■ Materials provided:
┌────────
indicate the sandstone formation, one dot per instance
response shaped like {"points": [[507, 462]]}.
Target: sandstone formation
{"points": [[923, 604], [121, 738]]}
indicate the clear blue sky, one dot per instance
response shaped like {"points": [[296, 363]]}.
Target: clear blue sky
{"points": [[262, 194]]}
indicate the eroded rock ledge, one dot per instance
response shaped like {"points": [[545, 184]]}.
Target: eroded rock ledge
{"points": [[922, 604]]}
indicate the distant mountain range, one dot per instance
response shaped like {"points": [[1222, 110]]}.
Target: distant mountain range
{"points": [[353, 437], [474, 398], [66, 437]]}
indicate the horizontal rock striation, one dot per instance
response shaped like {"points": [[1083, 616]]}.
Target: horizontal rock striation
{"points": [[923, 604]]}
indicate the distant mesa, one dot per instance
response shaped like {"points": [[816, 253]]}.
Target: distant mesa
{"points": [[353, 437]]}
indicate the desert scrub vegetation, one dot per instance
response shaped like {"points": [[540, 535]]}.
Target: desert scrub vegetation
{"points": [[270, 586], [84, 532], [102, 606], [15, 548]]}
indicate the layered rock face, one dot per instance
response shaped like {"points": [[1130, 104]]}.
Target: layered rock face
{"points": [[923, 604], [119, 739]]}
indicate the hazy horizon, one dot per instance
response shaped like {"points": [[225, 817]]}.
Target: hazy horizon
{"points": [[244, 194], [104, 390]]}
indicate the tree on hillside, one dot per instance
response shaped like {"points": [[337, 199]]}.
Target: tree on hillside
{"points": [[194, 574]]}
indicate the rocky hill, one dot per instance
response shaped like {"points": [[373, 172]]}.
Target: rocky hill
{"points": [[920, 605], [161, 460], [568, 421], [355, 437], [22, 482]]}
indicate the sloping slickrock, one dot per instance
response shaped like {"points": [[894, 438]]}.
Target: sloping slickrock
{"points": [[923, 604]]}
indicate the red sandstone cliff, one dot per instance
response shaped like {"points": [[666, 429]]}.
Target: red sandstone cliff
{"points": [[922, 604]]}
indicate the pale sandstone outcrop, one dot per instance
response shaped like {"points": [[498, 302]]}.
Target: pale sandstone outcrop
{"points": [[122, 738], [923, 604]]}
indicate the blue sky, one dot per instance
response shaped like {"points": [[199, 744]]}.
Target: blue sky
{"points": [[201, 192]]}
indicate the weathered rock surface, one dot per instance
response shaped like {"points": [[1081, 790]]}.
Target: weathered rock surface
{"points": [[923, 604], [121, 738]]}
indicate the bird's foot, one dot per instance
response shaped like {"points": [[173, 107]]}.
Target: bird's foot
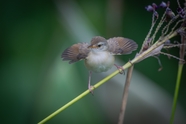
{"points": [[120, 68], [91, 89]]}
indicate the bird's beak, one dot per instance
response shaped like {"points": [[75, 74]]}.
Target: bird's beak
{"points": [[92, 46]]}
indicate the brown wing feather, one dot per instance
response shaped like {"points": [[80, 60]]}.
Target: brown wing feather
{"points": [[76, 52], [120, 45]]}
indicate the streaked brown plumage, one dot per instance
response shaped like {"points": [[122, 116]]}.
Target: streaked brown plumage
{"points": [[98, 55]]}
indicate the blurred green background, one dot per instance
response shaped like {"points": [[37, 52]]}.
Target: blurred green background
{"points": [[35, 81]]}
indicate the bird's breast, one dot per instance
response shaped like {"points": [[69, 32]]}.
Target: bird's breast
{"points": [[99, 62]]}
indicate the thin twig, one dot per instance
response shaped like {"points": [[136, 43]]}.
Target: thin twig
{"points": [[125, 95]]}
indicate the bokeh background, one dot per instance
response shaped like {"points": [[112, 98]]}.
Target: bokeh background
{"points": [[35, 81]]}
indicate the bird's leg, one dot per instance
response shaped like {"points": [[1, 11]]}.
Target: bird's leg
{"points": [[89, 80], [120, 68]]}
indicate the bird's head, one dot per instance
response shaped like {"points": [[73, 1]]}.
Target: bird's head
{"points": [[98, 44]]}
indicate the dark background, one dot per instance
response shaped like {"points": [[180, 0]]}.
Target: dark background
{"points": [[35, 81]]}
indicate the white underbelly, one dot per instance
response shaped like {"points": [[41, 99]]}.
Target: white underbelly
{"points": [[99, 62]]}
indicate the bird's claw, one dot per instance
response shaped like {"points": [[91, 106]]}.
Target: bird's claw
{"points": [[91, 89], [121, 69]]}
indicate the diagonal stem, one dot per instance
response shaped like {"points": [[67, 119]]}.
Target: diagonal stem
{"points": [[180, 67], [125, 95]]}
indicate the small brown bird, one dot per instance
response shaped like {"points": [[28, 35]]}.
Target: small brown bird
{"points": [[99, 54]]}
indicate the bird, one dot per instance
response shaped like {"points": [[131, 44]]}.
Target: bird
{"points": [[98, 55]]}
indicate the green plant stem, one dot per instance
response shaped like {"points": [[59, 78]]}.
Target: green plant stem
{"points": [[83, 94], [180, 68], [127, 65], [125, 95]]}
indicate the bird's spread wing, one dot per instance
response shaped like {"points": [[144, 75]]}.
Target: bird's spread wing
{"points": [[76, 52], [120, 45]]}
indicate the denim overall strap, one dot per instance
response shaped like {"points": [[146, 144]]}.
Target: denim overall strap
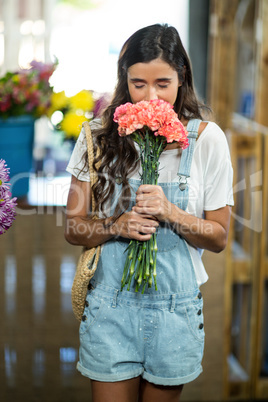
{"points": [[186, 161]]}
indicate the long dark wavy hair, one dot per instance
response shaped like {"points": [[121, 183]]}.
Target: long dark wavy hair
{"points": [[117, 155]]}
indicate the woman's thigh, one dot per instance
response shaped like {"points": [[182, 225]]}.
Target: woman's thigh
{"points": [[158, 393], [121, 391]]}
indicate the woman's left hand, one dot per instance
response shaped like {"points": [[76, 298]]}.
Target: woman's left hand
{"points": [[151, 200]]}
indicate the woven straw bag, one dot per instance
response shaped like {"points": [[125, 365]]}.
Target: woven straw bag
{"points": [[88, 260]]}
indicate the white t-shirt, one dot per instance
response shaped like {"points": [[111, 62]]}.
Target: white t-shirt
{"points": [[210, 182]]}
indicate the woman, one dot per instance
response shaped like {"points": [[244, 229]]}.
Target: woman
{"points": [[135, 345]]}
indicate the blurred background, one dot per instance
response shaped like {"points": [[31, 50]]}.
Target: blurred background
{"points": [[75, 45]]}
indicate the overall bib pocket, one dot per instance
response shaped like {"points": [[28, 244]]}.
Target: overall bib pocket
{"points": [[93, 307]]}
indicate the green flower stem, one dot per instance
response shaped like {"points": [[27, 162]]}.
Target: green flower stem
{"points": [[140, 263]]}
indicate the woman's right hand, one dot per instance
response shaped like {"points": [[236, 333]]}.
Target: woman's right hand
{"points": [[132, 225]]}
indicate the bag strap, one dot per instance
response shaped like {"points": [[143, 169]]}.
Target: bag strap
{"points": [[90, 152]]}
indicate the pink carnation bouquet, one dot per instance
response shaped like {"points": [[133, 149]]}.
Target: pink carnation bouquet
{"points": [[152, 125], [7, 204]]}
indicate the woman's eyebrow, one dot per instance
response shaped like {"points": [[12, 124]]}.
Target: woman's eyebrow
{"points": [[142, 80]]}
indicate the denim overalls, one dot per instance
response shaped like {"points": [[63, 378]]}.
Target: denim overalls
{"points": [[159, 334]]}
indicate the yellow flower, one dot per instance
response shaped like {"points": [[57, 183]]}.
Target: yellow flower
{"points": [[72, 124], [82, 100]]}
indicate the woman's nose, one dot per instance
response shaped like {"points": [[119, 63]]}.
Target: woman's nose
{"points": [[151, 94]]}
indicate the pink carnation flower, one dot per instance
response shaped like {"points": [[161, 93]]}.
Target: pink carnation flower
{"points": [[7, 204], [156, 115]]}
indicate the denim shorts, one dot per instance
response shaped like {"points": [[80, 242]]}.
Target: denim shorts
{"points": [[125, 335]]}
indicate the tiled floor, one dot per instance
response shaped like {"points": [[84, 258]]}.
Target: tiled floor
{"points": [[38, 332]]}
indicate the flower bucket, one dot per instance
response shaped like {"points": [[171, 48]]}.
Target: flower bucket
{"points": [[16, 147]]}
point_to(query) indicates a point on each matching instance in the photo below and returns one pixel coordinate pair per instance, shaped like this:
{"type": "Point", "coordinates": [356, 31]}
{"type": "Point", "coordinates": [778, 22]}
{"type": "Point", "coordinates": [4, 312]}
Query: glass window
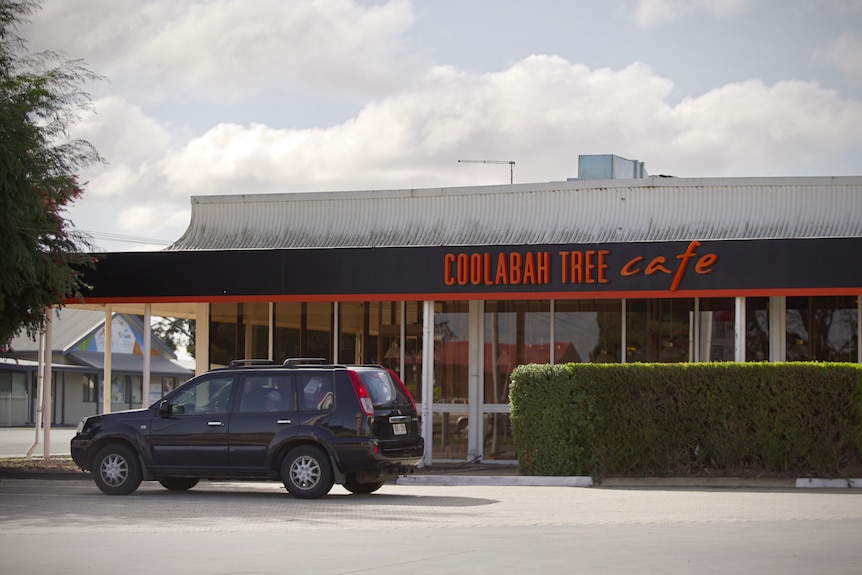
└────────
■ Exercise details:
Using the records above, find the number of lines that contain the string "type", and give that number without further comment.

■ Exercise solution:
3